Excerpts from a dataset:
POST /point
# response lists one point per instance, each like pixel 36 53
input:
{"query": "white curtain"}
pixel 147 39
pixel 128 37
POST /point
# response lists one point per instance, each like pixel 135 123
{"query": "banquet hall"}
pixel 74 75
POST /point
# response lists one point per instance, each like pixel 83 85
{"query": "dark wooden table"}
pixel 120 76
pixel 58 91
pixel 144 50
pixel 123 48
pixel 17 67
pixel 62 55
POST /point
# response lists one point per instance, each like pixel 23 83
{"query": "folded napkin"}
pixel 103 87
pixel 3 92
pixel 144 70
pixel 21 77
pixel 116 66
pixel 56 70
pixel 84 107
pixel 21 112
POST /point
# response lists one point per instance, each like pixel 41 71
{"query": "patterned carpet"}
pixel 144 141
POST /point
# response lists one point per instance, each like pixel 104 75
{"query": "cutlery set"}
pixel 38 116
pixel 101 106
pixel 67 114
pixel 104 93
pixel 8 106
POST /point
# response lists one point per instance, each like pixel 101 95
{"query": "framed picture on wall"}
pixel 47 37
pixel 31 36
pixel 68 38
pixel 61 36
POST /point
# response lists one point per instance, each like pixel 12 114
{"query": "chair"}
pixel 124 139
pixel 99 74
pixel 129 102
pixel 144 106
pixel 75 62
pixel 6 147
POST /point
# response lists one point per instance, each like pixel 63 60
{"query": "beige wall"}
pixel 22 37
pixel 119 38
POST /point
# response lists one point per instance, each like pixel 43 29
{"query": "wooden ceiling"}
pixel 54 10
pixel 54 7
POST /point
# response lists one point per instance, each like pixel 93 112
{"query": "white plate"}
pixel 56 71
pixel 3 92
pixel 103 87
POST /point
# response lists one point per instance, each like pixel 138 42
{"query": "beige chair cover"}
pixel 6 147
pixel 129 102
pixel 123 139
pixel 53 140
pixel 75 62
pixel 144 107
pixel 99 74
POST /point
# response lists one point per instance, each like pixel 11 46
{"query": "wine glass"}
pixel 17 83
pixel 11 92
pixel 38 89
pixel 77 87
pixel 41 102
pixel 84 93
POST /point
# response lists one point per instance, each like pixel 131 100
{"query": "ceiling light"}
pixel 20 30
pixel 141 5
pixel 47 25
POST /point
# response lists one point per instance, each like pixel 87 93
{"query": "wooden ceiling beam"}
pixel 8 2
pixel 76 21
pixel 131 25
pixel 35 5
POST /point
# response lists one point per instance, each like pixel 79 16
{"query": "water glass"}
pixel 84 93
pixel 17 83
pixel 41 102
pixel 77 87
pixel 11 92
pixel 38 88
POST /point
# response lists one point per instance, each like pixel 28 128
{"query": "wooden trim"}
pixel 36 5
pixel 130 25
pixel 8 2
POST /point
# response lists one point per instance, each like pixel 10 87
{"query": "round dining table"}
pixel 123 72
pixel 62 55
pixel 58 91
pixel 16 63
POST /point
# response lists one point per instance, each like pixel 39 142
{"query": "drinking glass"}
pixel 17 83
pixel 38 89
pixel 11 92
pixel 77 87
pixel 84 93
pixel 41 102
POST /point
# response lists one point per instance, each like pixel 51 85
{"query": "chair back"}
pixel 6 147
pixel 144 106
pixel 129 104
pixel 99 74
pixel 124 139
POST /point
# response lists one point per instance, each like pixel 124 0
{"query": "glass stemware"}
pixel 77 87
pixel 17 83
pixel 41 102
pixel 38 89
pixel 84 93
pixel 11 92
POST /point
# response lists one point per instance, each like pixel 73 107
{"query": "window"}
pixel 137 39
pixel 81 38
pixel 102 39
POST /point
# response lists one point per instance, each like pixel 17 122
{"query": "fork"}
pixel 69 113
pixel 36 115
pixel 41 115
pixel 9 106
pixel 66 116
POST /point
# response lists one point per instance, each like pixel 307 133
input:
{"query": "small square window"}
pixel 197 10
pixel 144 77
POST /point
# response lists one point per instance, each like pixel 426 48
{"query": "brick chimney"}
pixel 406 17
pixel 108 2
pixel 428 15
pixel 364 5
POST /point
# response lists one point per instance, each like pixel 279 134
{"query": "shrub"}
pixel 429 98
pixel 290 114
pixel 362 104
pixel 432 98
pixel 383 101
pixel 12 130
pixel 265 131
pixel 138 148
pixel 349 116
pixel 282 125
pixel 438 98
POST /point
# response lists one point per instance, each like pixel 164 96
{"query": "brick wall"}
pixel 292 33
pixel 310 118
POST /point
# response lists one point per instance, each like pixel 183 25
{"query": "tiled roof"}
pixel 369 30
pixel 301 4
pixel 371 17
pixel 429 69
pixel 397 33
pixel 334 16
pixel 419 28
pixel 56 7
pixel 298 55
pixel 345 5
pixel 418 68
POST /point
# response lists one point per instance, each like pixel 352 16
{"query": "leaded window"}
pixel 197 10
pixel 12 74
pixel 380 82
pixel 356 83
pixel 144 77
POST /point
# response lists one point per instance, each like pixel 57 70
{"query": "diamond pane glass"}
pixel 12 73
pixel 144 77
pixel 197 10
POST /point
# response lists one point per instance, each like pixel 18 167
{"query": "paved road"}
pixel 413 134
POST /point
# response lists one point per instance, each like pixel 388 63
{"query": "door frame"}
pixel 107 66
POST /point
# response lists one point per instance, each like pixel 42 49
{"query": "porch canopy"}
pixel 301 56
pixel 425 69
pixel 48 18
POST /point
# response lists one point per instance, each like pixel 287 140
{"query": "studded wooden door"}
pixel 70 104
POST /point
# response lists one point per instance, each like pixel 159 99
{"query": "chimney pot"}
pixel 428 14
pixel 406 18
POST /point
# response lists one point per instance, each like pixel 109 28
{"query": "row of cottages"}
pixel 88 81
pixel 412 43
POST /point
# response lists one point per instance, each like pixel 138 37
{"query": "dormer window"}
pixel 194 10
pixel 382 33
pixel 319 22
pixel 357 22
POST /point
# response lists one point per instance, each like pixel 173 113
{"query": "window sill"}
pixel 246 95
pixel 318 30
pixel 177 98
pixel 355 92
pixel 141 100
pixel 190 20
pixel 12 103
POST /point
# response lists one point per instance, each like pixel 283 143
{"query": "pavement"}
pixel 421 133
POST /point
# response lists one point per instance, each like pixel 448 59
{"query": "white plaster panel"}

▶ _EXERCISE GOAL_:
Return word for word the line with "# response lists one point per instance, each like pixel 283" and every line after it through the end of the records above.

▶ _REPLY_:
# response lists one point per instance, each like pixel 283 143
{"query": "pavement"}
pixel 421 133
POST /point
# response lists one point per instance, each like pixel 448 59
{"query": "white plaster panel"}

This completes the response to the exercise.